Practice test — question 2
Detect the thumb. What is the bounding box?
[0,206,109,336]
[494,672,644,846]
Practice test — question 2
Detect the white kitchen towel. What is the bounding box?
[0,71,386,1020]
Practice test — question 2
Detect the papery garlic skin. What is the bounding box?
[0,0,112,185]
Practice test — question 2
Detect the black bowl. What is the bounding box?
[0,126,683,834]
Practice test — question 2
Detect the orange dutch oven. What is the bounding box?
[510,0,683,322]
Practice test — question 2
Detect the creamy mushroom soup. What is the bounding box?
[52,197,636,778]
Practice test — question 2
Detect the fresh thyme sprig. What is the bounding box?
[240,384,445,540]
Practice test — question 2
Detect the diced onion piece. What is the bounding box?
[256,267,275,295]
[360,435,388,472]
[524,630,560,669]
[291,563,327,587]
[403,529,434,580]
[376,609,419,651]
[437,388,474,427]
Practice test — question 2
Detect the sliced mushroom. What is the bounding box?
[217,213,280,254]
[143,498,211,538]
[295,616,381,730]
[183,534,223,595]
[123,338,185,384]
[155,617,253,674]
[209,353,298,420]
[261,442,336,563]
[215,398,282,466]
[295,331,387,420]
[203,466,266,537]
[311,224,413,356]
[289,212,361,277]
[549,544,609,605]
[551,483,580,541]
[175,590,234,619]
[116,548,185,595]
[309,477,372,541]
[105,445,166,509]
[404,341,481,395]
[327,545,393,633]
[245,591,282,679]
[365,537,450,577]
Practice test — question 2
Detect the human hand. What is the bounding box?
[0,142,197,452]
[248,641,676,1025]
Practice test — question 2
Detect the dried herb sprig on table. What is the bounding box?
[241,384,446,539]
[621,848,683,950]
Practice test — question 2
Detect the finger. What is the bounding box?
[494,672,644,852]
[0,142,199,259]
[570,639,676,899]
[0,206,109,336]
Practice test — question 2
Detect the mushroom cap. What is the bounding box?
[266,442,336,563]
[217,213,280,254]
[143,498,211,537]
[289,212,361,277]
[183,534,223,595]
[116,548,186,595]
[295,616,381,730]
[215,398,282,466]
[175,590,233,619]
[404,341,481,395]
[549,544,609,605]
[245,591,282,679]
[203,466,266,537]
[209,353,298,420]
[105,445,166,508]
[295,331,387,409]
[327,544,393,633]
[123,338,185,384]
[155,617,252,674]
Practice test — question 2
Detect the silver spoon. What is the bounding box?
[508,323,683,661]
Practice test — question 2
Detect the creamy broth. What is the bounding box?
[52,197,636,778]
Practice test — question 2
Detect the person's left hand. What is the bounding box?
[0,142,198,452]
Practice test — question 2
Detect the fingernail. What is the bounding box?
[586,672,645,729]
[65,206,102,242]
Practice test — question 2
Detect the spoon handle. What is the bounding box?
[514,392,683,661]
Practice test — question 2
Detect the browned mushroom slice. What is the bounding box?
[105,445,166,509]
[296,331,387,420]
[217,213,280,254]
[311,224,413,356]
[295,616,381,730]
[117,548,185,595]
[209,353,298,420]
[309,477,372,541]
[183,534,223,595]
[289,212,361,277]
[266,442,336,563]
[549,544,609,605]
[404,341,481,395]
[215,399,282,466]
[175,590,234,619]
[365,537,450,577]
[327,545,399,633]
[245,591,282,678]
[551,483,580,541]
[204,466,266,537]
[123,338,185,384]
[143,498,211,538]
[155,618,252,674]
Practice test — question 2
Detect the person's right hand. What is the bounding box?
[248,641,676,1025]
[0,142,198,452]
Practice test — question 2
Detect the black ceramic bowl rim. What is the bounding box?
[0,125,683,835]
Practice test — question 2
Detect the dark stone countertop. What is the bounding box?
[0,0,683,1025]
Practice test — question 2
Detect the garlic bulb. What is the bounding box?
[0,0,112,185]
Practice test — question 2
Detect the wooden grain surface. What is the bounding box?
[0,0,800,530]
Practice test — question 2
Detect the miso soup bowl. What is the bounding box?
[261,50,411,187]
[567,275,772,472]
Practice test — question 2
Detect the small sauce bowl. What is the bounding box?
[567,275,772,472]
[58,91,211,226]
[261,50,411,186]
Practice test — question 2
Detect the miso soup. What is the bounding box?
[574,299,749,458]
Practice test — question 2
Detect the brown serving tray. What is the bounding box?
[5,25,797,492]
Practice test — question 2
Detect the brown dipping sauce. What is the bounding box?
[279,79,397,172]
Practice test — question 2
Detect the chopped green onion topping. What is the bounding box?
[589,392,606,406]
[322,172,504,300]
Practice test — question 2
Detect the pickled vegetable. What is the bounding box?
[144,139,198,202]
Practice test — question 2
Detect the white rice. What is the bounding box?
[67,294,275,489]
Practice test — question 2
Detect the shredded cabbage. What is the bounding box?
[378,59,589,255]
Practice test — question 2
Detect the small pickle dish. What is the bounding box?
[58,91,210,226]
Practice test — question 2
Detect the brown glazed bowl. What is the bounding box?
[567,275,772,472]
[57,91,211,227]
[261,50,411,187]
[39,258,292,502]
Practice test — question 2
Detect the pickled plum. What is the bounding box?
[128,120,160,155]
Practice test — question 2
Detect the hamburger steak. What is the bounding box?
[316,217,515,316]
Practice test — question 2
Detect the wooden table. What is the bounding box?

• • •

Required task: Put every line of the records above into a JSON list of strings, one string per line, leaving out any blank lines.

Solution below:
[
  "Practice test — question 2",
  "Detect the thumb. What is the bounding box?",
  "[0,206,109,336]",
  "[494,672,644,846]",
  "Practice test — question 2",
  "Detect the white kitchen towel. What is the bounding box?",
  "[0,71,386,1020]",
  "Practice test — question 2",
  "Detect the papery garlic skin. What is the bounding box?",
  "[0,0,112,185]",
  "Practice test — question 2",
  "Detect the black bowl. What is the bounding box?",
  "[0,126,683,834]",
  "Practice test — question 2",
  "Detect the orange dutch oven. What is the bounding box?",
  "[510,0,683,322]",
  "Practice test — question 2",
  "Detect the creamy mushroom soup. What is the bounding box?",
  "[52,197,636,778]",
  "Practice test — question 2",
  "Detect the fresh thyme sprig. What is the bounding box?",
  "[240,384,445,540]",
  "Practice test — question 2",
  "Detect the diced onion piece. What is the bounding box?",
  "[256,267,275,295]",
  "[360,435,388,472]",
  "[524,630,560,669]",
  "[291,563,327,587]",
  "[403,529,434,580]",
  "[376,609,419,651]",
  "[437,388,474,427]",
  "Practice test — question 2",
  "Detect the sliced mushroom. What is the bounding box?",
  "[217,213,280,254]",
  "[143,498,211,538]",
  "[295,616,381,730]",
  "[183,534,223,595]",
  "[123,338,185,384]",
  "[155,617,253,674]",
  "[209,353,298,420]",
  "[261,442,336,563]",
  "[215,398,282,466]",
  "[295,331,387,420]",
  "[203,466,266,537]",
  "[311,224,413,356]",
  "[289,212,361,277]",
  "[549,544,609,605]",
  "[551,483,580,541]",
  "[175,590,234,619]",
  "[116,548,185,595]",
  "[309,477,372,541]",
  "[105,445,166,509]",
  "[404,341,481,395]",
  "[327,545,393,633]",
  "[245,591,282,679]",
  "[365,537,450,577]",
  "Practice test — question 2",
  "Detect the human hand. What is the bounding box?",
  "[0,142,197,452]",
  "[248,641,676,1025]",
  "Practice test — question 2",
  "Detect the dried herb sprig on table. What is the bounding box?",
  "[241,384,446,539]",
  "[621,848,683,950]",
  "Practice test — question 2",
  "Detect the finger. What is the bounding box?",
  "[494,672,644,852]",
  "[0,142,199,259]",
  "[570,639,676,899]",
  "[0,206,109,336]",
  "Practice test — question 2",
  "Detect the mushroom cap. What is the bounding box?",
  "[266,442,336,563]",
  "[217,213,280,254]",
  "[143,498,211,537]",
  "[289,212,361,277]",
  "[183,534,223,595]",
  "[116,548,186,595]",
  "[295,616,381,730]",
  "[215,398,282,466]",
  "[175,590,233,619]",
  "[404,341,481,395]",
  "[549,544,609,605]",
  "[245,591,282,679]",
  "[203,466,266,537]",
  "[209,353,298,420]",
  "[105,445,166,508]",
  "[295,331,387,409]",
  "[327,544,393,633]",
  "[123,338,185,384]",
  "[155,617,252,674]",
  "Practice test — question 2",
  "Detect the silver spoon. What is the bounding box?",
  "[508,323,683,661]",
  "Practice test — question 2",
  "Detect the creamy broth. What is the bounding box?",
  "[52,197,636,778]",
  "Practice test — question 2",
  "Detect the person's left hand. What is the bounding box?",
  "[0,142,198,452]",
  "Practice test — question 2",
  "Detect the fingernail. What is the bounding box?",
  "[586,672,645,729]",
  "[65,206,102,242]",
  "Practice test — question 2",
  "Detect the spoon handle. What is the bounding box?",
  "[514,392,683,661]",
  "Practice test — question 2",
  "Detect the browned mushroom slice. What is the bounding box?",
  "[105,445,166,509]",
  "[296,331,387,420]",
  "[217,213,280,254]",
  "[311,224,413,356]",
  "[295,616,381,730]",
  "[117,548,185,595]",
  "[209,353,298,420]",
  "[309,477,372,541]",
  "[183,534,223,595]",
  "[289,212,361,277]",
  "[266,442,336,563]",
  "[549,544,609,605]",
  "[404,341,481,395]",
  "[215,399,282,466]",
  "[175,590,234,619]",
  "[365,537,450,577]",
  "[327,545,399,633]",
  "[245,591,282,678]",
  "[551,483,580,541]",
  "[204,466,266,537]",
  "[123,338,185,384]",
  "[143,498,211,538]",
  "[155,618,252,674]",
  "Practice test — question 2",
  "Detect the person's right hand. What is the bounding box?",
  "[248,641,676,1025]",
  "[0,142,198,452]",
  "Practice test — question 2",
  "Detect the black ceramic bowl rim. What is the bounding box?",
  "[0,125,683,835]",
  "Practice test — question 2",
  "Detect the dark stone countertop. What is the bounding box?",
  "[0,0,683,1025]",
  "Practice test — question 2",
  "Detect the garlic bulb. What is the bounding box?",
  "[0,0,112,185]",
  "Practice test — question 2",
  "Detect the wooden grain surface. What is the bounding box?",
  "[0,0,800,530]",
  "Practice test — question 2",
  "Detect the miso soup bowl. What is the bounding box?",
  "[261,50,411,187]",
  "[567,275,772,472]",
  "Practice test — question 2",
  "Detect the small sauce bowl. What is the bounding box?",
  "[567,275,772,472]",
  "[58,91,211,226]",
  "[261,50,411,186]",
  "Practice test — question 2",
  "Detect the miso soup. What is the bounding box?",
  "[574,299,749,458]",
  "Practice test — question 2",
  "Detect the brown serving tray. What is the bounding box?",
  "[5,25,797,492]",
  "Practice test — question 2",
  "Detect the brown dipping sauce. What is the bounding box?",
  "[279,79,397,172]",
  "Practice test — question 2",
  "Detect the chopped green onion topping. What is the bounding box?",
  "[589,392,606,406]",
  "[322,172,504,300]",
  "Practice test — question 2",
  "Detect the pickled vegetable. What is the bounding box?",
  "[144,139,198,202]",
  "Practice test — question 2",
  "Detect the white rice. What is the bounding box?",
  "[67,294,275,489]",
  "Practice test — question 2",
  "Detect the shredded cabbage. What is the bounding box?",
  "[378,59,589,255]",
  "Practice test — question 2",
  "Detect the small pickle dish. What is the bounding box?",
  "[58,91,210,226]",
  "Practice test — question 2",
  "Detect the brown glazed bowl. What is the bounding box?",
  "[567,275,772,472]",
  "[57,91,211,227]",
  "[261,50,411,187]",
  "[39,258,292,502]",
  "Practice test — question 2",
  "Detect the pickled plum. What is the bounding box?",
  "[128,120,160,155]",
  "Practice test — question 2",
  "Detect the hamburger steak. What is the bounding box?",
  "[316,217,515,316]",
  "Practice test — question 2",
  "Detect the wooden table. What is the bounding box?"
]